## What you will do
As output, give the exact lines from the one containing "Objective — one dot per instance of the house" through the end of the listing below, both included, without the pictures.

**********

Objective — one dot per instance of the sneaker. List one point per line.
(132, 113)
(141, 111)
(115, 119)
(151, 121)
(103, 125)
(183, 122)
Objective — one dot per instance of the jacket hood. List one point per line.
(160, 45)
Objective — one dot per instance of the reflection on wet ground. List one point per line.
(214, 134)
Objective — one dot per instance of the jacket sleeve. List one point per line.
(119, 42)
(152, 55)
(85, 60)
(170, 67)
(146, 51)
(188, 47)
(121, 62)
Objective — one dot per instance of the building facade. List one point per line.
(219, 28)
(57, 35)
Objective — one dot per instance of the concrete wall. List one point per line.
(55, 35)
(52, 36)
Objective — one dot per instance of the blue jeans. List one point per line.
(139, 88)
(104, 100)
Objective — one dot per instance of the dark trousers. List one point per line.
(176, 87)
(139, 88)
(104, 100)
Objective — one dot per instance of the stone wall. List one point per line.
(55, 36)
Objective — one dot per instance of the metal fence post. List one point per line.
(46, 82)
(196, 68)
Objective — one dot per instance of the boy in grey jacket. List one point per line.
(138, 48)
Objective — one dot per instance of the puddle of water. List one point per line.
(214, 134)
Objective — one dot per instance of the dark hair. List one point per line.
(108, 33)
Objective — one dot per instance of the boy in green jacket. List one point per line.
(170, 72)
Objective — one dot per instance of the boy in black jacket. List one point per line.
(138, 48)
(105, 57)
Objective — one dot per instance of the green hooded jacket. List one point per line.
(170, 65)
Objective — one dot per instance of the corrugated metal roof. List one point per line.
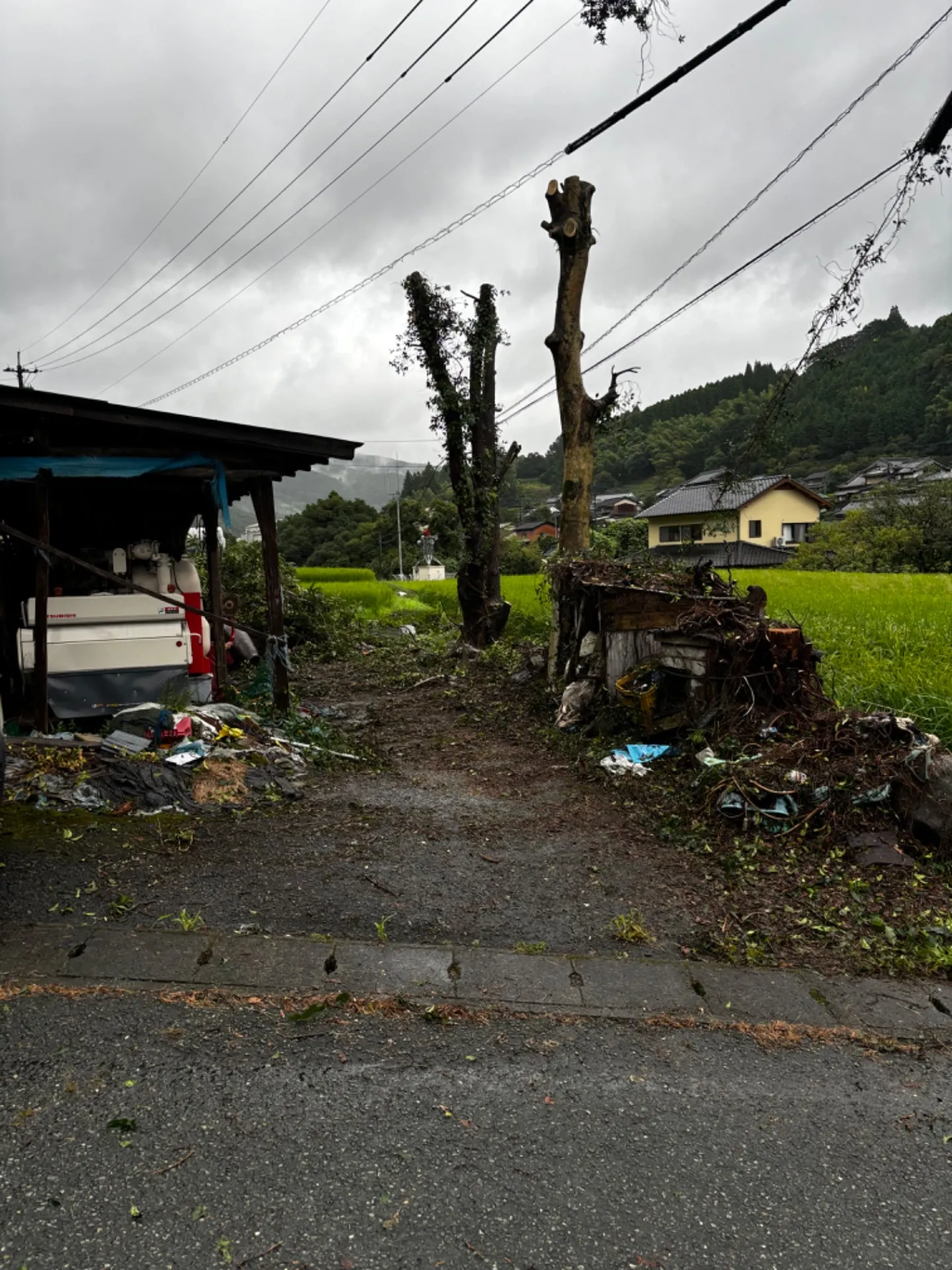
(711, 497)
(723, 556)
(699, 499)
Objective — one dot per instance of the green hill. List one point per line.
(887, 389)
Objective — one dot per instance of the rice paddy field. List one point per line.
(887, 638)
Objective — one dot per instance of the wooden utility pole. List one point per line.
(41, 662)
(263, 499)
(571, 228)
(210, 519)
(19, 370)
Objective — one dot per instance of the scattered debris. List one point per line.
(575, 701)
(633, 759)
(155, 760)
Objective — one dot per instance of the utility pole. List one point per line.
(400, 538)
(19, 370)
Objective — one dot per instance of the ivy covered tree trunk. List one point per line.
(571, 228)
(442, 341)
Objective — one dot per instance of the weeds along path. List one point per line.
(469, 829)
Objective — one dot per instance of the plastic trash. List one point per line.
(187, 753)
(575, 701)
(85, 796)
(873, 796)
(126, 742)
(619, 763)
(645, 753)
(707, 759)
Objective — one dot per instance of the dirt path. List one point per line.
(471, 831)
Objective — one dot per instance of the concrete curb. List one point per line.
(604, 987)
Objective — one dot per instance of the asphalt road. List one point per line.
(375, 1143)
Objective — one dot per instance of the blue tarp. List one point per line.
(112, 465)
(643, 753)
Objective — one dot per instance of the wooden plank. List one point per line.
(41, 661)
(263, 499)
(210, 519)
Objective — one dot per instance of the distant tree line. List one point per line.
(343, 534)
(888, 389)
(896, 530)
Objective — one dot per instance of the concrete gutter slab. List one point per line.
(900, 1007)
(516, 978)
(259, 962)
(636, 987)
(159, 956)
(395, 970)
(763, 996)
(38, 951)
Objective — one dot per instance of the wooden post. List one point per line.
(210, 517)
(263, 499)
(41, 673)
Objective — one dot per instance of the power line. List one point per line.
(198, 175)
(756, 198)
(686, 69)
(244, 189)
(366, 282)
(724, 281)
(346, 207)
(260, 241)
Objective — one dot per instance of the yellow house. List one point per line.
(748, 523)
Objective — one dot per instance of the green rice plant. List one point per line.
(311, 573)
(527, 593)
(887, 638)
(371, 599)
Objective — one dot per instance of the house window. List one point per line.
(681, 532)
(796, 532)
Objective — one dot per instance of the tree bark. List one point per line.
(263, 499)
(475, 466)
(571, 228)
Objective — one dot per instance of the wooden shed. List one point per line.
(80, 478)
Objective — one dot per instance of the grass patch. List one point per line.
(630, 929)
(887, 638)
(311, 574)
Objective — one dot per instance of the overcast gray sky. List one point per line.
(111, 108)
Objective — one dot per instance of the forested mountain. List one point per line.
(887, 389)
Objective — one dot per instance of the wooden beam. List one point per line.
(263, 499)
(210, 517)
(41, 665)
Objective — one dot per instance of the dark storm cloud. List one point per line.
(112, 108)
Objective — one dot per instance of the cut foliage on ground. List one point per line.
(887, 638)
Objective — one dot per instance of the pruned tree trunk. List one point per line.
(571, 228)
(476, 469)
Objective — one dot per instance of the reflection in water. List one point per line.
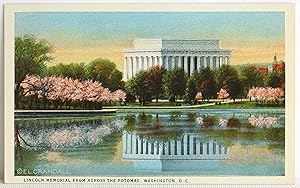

**********

## Exercise answer
Objective — one dot per instance of the house window. List one point per line.
(681, 532)
(796, 532)
Objective — one dot per instance of the tree bark. List one point per line.
(263, 499)
(475, 466)
(571, 228)
Objective — one dot per instance of the wooden shed. List one point per line.
(80, 478)
Objective — one dot per instance of the grass patch. List one point per line.
(630, 929)
(887, 638)
(311, 574)
Objective — one dot per instance of the overcast gray sky. List one point per line.
(111, 108)
Objective — one dot per instance of the forested mountain. List one point per line.
(887, 389)
Objective — one dot per instance of the wooden beam. List one point per line.
(263, 499)
(210, 517)
(41, 665)
Objective — one dot per instance of the dark storm cloud. List one point per line.
(112, 108)
Objective — one dot per instance of the cut foliage on ground. List one point per line.
(887, 638)
Objective — one dot per instance of the pruned tree trunk. List one point per line.
(571, 228)
(476, 469)
Objective — one dot per instance of the reflection in water. List one point per line.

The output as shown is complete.